What you should do: Exactly the lines from the one holding "Where can you spot the green grass?" through the final line of the data are wanted, copied as written.

Data under study:

---+---

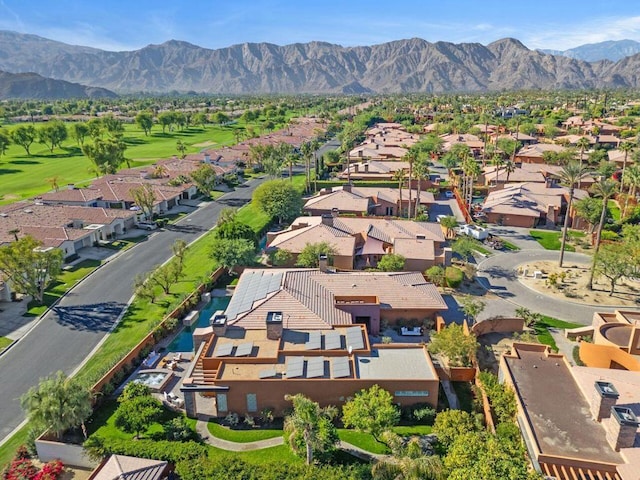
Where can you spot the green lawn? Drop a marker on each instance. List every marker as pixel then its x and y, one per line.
pixel 541 329
pixel 366 441
pixel 5 342
pixel 67 280
pixel 242 436
pixel 550 240
pixel 25 176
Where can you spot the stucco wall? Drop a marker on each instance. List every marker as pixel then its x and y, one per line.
pixel 271 394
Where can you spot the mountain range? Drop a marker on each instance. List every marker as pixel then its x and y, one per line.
pixel 592 52
pixel 412 65
pixel 34 86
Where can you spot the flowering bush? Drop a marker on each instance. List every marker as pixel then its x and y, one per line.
pixel 22 468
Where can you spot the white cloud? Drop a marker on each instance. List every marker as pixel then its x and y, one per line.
pixel 595 31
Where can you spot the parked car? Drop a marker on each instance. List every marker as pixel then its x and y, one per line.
pixel 147 225
pixel 479 233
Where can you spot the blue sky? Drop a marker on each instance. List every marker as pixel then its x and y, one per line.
pixel 132 24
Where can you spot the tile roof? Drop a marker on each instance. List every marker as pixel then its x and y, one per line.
pixel 306 296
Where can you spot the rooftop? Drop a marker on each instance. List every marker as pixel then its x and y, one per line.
pixel 557 411
pixel 396 364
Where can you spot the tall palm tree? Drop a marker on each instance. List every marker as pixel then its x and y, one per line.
pixel 632 179
pixel 498 162
pixel 509 168
pixel 582 144
pixel 399 177
pixel 625 147
pixel 570 174
pixel 605 188
pixel 410 156
pixel 312 423
pixel 420 173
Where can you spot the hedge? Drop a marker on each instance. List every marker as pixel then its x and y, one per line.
pixel 172 452
pixel 454 276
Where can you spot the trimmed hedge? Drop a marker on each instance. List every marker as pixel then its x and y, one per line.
pixel 172 452
pixel 454 276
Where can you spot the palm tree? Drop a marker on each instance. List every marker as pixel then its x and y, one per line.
pixel 410 157
pixel 53 181
pixel 420 173
pixel 399 177
pixel 570 174
pixel 498 162
pixel 605 189
pixel 509 168
pixel 625 147
pixel 307 421
pixel 632 178
pixel 582 144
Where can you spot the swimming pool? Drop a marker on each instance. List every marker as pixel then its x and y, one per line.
pixel 154 379
pixel 184 341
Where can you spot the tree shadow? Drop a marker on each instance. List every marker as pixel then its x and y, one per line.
pixel 24 162
pixel 500 272
pixel 96 317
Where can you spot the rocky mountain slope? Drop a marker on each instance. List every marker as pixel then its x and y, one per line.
pixel 33 86
pixel 613 50
pixel 316 67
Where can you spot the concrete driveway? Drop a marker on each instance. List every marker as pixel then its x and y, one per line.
pixel 67 334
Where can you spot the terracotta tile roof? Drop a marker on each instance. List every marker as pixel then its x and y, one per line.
pixel 306 297
pixel 340 199
pixel 528 199
pixel 121 467
pixel 295 240
pixel 538 149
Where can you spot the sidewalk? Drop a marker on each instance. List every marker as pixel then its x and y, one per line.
pixel 203 431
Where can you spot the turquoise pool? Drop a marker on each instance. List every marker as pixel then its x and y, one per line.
pixel 184 341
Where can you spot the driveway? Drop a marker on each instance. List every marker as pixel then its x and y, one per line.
pixel 498 274
pixel 516 235
pixel 66 335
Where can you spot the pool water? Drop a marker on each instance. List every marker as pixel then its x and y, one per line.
pixel 184 341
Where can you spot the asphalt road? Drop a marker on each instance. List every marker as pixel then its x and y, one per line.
pixel 67 334
pixel 498 274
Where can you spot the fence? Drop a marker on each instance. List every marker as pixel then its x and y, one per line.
pixel 150 339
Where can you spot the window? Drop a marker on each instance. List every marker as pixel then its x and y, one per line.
pixel 252 402
pixel 221 402
pixel 411 393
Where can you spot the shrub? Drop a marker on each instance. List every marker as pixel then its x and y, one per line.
pixel 454 276
pixel 177 430
pixel 99 447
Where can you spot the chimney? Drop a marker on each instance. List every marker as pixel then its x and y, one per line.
pixel 274 325
pixel 604 397
pixel 219 324
pixel 622 427
pixel 323 263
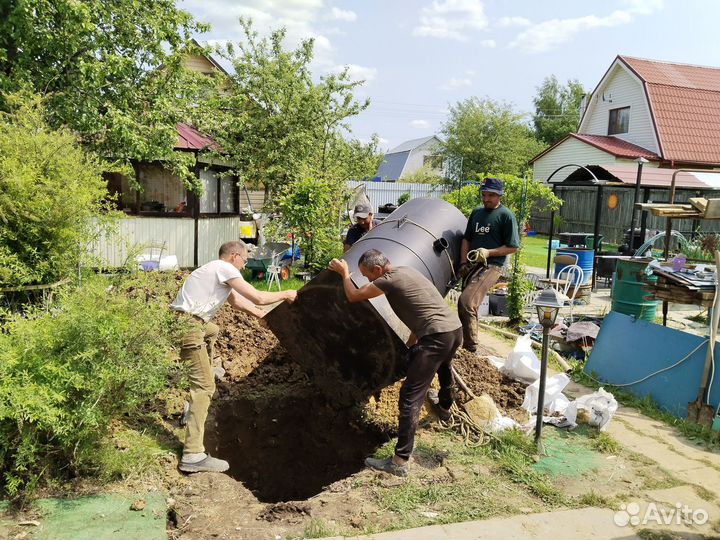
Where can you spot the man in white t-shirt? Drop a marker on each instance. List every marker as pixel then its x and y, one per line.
pixel 201 296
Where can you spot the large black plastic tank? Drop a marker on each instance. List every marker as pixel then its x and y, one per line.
pixel 354 350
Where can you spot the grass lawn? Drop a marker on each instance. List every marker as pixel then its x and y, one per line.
pixel 535 250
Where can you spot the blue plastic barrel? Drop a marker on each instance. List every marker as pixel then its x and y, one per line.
pixel 585 261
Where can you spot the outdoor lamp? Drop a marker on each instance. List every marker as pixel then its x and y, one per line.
pixel 547 304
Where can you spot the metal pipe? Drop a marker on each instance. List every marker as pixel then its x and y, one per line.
pixel 636 200
pixel 541 390
pixel 596 232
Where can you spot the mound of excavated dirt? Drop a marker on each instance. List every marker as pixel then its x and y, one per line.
pixel 258 367
pixel 484 378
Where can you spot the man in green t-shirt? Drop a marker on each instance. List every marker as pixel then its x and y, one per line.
pixel 491 235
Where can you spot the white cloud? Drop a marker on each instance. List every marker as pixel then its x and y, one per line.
pixel 343 15
pixel 357 73
pixel 299 17
pixel 553 33
pixel 420 124
pixel 451 19
pixel 455 83
pixel 505 22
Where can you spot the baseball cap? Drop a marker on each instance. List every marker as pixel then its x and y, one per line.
pixel 492 185
pixel 361 211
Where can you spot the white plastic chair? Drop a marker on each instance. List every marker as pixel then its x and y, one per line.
pixel 573 277
pixel 274 270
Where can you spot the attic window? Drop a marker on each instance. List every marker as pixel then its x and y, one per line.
pixel 619 120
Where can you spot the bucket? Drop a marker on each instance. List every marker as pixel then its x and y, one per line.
pixel 628 296
pixel 585 261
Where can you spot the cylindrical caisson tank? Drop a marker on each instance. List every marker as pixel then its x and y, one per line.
pixel 354 350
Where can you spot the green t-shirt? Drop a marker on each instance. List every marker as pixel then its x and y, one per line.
pixel 491 229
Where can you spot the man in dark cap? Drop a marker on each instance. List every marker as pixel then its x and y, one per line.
pixel 364 221
pixel 491 235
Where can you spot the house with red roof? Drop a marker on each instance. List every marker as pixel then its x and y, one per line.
pixel 165 212
pixel 665 115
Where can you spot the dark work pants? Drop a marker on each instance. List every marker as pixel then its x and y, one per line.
pixel 431 354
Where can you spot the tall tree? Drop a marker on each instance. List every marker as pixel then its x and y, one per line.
pixel 110 71
pixel 557 109
pixel 489 137
pixel 272 118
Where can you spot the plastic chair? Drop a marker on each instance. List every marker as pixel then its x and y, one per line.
pixel 574 276
pixel 152 254
pixel 274 270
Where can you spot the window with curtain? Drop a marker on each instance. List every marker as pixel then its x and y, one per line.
pixel 619 121
pixel 208 201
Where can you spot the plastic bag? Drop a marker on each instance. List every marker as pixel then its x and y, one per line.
pixel 554 401
pixel 522 364
pixel 598 407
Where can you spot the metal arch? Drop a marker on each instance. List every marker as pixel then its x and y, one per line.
pixel 552 217
pixel 572 165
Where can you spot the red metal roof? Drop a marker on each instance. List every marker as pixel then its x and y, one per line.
pixel 190 138
pixel 685 103
pixel 616 147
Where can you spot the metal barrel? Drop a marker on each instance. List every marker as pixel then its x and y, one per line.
pixel 354 350
pixel 628 295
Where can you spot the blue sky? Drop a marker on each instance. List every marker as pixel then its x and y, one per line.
pixel 419 56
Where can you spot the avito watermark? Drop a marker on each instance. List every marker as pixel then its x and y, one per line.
pixel 680 514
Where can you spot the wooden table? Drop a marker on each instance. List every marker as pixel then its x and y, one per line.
pixel 680 288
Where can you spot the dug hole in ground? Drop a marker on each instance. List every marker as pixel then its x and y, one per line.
pixel 296 460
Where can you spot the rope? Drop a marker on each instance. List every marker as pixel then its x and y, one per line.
pixel 473 434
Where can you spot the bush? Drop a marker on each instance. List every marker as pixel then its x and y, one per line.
pixel 101 353
pixel 50 191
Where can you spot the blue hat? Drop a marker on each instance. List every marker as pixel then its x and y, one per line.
pixel 492 185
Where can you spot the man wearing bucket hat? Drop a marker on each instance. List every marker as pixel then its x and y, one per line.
pixel 364 221
pixel 491 235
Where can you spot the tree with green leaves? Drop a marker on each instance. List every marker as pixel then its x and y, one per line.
pixel 110 71
pixel 51 196
pixel 557 109
pixel 488 136
pixel 274 120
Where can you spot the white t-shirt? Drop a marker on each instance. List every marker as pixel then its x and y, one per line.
pixel 206 289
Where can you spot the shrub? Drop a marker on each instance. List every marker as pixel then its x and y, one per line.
pixel 50 191
pixel 102 352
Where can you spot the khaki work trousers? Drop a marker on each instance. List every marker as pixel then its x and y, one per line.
pixel 472 296
pixel 196 348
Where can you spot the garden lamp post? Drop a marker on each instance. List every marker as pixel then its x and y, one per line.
pixel 547 304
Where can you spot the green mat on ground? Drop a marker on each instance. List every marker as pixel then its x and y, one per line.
pixel 98 517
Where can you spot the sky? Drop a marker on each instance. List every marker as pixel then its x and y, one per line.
pixel 418 57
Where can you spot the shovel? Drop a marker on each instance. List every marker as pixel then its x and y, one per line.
pixel 699 411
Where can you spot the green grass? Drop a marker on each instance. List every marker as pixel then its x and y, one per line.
pixel 535 250
pixel 649 408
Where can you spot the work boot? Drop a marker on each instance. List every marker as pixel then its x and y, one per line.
pixel 208 464
pixel 387 465
pixel 434 399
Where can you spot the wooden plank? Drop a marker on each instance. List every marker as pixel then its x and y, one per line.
pixel 712 210
pixel 699 203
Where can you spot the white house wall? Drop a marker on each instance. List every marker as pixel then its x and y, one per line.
pixel 621 89
pixel 417 157
pixel 212 233
pixel 570 151
pixel 135 232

---+---

Expected output:
Where can you spot the green grass? Drop a marker on each instance. List every marker as pixel then its x and y, one per line.
pixel 535 250
pixel 649 408
Where can you spot the work boot? Drop a marker on each instance. List every marker as pixel then its x and y, one per line.
pixel 208 464
pixel 387 465
pixel 434 399
Where can you spot the wooden plank? Drop a marker on each instance. List every marker as pixel then its x and y, one per line.
pixel 712 210
pixel 699 203
Where can you spot the white house wall? Drop a marker on each instance. List every marker as pixel then its x and y, one per line.
pixel 621 89
pixel 417 157
pixel 212 233
pixel 570 151
pixel 135 232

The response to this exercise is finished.